WORK ORDER ▸ Only the lines from the start of the material through the line containing "[tag] small stone: a pin per instance" are to be extracted, exactly as they appear.

EXERCISE DATA ▸
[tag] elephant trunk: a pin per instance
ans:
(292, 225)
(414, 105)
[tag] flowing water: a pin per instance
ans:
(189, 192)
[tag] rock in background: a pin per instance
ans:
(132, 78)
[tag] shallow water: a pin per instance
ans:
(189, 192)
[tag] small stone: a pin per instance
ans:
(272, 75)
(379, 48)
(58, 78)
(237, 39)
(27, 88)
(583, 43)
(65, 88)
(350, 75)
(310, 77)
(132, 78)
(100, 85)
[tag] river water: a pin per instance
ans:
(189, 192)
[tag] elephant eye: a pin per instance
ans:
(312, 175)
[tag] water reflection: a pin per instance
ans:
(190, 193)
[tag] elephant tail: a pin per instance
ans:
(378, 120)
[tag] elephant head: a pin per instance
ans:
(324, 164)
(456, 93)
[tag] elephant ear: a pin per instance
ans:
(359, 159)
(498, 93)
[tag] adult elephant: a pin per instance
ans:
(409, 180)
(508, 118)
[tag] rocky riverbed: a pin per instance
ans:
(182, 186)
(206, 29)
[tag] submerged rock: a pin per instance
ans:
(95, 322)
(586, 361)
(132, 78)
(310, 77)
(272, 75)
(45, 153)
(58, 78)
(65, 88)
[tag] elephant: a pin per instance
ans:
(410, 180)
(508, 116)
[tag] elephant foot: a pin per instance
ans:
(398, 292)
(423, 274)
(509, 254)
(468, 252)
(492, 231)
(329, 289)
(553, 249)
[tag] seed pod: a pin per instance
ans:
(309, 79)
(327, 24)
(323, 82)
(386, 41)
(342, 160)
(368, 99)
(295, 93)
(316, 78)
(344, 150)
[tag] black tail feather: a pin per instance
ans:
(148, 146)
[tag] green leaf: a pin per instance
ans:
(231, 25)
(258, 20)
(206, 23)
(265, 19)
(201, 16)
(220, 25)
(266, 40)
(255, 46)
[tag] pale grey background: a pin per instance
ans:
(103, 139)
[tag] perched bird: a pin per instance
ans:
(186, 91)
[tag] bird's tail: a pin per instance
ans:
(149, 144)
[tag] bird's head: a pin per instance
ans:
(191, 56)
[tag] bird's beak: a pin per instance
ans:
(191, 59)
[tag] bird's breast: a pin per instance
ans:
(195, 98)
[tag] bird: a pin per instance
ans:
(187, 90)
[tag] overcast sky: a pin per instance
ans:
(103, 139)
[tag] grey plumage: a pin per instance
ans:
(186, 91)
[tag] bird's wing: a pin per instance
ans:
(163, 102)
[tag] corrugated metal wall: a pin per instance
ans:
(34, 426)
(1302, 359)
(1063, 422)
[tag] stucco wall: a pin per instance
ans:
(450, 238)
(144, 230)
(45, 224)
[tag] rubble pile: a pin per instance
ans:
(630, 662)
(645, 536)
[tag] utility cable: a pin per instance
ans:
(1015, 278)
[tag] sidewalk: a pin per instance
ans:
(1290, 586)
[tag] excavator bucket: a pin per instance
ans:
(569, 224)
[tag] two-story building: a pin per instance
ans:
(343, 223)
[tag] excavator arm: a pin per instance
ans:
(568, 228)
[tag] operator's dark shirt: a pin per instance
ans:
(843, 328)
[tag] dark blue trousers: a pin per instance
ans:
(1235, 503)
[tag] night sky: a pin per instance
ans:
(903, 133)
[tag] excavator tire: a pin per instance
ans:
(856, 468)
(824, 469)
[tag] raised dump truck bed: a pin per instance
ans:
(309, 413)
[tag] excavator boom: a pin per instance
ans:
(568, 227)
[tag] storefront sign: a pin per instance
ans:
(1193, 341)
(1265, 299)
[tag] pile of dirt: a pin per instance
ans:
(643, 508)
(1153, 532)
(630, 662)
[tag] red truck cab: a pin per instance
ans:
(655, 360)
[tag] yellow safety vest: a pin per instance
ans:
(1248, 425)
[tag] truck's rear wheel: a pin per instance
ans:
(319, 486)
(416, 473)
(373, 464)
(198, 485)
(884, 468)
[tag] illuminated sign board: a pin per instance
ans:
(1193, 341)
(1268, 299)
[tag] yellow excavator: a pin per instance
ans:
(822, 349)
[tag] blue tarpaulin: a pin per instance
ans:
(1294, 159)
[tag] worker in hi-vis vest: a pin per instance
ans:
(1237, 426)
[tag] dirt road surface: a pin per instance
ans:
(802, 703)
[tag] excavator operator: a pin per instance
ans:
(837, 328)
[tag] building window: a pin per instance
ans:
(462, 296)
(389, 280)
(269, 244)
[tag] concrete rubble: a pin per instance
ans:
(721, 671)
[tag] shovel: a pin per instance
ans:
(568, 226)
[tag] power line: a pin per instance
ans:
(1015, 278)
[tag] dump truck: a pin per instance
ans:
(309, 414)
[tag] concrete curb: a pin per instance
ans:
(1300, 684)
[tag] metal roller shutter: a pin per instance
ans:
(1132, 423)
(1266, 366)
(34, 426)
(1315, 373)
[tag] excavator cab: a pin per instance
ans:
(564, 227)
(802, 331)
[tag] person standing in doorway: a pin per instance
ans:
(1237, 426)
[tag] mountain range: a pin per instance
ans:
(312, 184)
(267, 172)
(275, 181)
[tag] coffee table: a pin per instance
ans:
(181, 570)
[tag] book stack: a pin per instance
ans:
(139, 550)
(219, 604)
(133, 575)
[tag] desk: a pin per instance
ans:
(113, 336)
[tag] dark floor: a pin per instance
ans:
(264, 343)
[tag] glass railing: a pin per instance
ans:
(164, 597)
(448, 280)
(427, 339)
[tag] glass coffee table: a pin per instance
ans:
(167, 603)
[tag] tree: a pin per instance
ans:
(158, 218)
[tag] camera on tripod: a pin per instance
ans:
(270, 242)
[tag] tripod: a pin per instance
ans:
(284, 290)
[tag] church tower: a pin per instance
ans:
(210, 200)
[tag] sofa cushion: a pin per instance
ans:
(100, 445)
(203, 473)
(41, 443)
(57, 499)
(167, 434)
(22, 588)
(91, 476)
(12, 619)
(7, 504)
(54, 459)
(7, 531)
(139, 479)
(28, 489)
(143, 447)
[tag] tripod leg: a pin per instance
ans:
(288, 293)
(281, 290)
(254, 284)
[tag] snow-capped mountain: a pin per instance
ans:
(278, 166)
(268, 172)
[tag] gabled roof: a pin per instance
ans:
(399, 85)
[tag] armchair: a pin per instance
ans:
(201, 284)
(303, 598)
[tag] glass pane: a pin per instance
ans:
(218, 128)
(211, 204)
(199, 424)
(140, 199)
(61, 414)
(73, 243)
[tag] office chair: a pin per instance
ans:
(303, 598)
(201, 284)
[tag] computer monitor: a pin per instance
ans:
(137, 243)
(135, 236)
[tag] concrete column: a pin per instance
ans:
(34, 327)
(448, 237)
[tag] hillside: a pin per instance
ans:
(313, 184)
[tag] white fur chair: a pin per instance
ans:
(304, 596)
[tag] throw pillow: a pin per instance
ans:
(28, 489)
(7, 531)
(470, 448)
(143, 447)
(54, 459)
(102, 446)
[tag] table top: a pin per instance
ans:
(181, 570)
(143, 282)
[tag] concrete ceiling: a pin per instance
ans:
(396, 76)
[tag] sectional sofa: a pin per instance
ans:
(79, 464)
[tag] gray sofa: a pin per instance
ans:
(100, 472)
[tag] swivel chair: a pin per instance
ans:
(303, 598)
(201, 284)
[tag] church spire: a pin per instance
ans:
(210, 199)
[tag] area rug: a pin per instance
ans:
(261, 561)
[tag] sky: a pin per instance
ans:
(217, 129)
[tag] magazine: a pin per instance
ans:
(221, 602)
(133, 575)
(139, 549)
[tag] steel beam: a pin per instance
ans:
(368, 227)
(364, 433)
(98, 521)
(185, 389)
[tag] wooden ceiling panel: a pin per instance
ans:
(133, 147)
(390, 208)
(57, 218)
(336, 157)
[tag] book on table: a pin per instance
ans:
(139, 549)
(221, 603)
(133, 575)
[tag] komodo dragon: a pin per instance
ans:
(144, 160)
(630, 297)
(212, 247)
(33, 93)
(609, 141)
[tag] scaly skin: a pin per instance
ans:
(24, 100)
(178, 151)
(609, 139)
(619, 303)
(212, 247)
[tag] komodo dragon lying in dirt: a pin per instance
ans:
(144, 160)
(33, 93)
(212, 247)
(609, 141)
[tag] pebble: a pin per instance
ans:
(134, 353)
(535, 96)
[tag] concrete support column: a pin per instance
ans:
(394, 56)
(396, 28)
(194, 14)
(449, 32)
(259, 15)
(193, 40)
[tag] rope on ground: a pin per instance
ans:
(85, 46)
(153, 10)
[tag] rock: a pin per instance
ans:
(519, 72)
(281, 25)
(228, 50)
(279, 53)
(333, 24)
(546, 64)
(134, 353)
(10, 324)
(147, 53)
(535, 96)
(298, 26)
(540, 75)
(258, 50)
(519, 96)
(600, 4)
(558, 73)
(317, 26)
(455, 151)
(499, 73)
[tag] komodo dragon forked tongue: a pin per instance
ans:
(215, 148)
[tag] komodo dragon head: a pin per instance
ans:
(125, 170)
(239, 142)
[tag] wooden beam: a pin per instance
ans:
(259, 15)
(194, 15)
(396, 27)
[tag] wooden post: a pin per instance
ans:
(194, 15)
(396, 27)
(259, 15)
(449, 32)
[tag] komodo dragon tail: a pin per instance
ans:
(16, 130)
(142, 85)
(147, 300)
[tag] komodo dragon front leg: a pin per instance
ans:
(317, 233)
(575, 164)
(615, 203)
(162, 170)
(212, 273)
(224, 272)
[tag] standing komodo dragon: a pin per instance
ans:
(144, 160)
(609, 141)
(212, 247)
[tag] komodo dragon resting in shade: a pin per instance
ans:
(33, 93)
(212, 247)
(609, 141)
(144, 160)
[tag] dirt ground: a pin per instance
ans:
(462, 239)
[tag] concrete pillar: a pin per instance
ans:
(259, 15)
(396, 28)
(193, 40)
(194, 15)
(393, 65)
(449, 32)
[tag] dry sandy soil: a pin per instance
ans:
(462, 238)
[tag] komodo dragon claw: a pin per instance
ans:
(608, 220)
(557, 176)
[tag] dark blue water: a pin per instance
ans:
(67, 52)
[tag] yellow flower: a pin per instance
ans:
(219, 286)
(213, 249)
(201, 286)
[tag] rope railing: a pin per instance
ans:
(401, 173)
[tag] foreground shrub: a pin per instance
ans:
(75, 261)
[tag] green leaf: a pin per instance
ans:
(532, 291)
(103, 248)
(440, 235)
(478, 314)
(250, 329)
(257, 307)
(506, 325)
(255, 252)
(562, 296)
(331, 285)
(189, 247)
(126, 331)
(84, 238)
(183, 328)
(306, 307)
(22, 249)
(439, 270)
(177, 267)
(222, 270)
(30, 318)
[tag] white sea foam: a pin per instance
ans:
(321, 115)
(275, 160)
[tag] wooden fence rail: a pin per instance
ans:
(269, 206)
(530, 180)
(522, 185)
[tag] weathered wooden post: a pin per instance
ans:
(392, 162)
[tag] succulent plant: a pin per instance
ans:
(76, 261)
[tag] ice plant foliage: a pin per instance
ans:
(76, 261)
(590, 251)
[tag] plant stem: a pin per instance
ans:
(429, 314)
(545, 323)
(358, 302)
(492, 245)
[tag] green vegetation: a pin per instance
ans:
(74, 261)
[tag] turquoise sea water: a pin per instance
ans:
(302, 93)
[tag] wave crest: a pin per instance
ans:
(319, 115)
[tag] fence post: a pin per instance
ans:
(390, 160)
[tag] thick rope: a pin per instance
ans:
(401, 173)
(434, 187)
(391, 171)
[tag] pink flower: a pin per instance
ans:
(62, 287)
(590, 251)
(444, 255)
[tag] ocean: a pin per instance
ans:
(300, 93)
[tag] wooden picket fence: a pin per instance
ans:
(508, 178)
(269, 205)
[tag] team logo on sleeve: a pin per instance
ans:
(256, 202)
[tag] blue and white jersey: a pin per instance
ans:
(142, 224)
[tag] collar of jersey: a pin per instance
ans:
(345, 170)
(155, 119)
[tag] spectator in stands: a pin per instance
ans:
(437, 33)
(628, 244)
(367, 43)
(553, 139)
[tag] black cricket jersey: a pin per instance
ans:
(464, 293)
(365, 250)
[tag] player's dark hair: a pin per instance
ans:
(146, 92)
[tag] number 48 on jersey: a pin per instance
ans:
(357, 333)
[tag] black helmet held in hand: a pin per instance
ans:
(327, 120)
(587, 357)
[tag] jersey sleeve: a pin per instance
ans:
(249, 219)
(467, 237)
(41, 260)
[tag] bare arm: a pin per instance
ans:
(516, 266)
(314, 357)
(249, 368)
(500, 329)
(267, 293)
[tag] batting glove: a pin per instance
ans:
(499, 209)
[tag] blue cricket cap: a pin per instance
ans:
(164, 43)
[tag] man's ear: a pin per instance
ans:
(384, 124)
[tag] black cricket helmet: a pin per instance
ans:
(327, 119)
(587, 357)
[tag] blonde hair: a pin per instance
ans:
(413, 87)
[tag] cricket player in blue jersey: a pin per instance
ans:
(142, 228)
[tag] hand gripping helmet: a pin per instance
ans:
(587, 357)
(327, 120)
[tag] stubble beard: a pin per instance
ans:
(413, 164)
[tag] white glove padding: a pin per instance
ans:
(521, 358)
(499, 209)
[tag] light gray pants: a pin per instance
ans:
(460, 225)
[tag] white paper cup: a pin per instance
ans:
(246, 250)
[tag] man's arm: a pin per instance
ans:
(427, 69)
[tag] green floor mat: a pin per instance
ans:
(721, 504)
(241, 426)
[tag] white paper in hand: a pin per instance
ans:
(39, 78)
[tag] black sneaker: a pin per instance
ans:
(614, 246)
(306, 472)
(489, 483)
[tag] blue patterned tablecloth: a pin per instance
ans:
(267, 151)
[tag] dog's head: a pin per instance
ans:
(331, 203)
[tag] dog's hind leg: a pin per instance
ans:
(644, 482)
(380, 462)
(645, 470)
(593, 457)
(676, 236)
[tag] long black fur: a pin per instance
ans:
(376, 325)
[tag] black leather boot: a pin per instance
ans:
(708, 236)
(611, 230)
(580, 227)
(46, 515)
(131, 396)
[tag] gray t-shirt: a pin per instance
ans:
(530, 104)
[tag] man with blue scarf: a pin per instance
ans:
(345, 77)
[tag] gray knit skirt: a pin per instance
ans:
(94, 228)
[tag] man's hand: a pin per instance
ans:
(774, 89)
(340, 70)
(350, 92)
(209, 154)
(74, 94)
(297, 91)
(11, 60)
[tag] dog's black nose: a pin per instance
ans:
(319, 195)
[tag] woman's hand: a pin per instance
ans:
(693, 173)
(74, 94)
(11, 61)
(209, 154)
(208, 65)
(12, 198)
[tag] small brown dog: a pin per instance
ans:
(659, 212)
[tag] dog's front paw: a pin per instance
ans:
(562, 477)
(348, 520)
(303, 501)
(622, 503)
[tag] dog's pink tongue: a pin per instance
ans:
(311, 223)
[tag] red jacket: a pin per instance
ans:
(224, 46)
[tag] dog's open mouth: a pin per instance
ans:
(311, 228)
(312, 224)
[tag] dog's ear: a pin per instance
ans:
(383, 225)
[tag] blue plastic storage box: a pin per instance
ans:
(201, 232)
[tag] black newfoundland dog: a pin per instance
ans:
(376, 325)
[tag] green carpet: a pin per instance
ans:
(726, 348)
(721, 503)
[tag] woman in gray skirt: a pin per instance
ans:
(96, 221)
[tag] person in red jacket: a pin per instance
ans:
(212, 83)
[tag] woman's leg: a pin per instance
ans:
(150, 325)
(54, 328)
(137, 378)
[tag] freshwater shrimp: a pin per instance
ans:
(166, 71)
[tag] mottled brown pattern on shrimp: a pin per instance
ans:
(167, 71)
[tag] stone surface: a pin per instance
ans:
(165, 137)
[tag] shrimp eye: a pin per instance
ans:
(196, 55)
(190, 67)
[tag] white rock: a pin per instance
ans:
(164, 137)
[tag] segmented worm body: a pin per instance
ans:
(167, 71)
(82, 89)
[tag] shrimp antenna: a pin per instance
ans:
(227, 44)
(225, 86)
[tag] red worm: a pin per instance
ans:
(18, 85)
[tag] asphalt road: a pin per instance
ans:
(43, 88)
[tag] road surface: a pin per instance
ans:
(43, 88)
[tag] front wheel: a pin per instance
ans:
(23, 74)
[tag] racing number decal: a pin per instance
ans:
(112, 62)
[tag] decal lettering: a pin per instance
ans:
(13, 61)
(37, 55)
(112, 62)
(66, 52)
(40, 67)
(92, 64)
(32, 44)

EXERCISE SOLUTION ▸
[tag] elephant trunk: a pin per instance
ans:
(292, 225)
(414, 105)
[tag] flowing water: a pin per instance
ans:
(189, 192)
[tag] rock in background: a pin per instance
ans:
(132, 78)
[tag] shallow water: a pin per instance
ans:
(189, 192)
[tag] small stone: a pin per instance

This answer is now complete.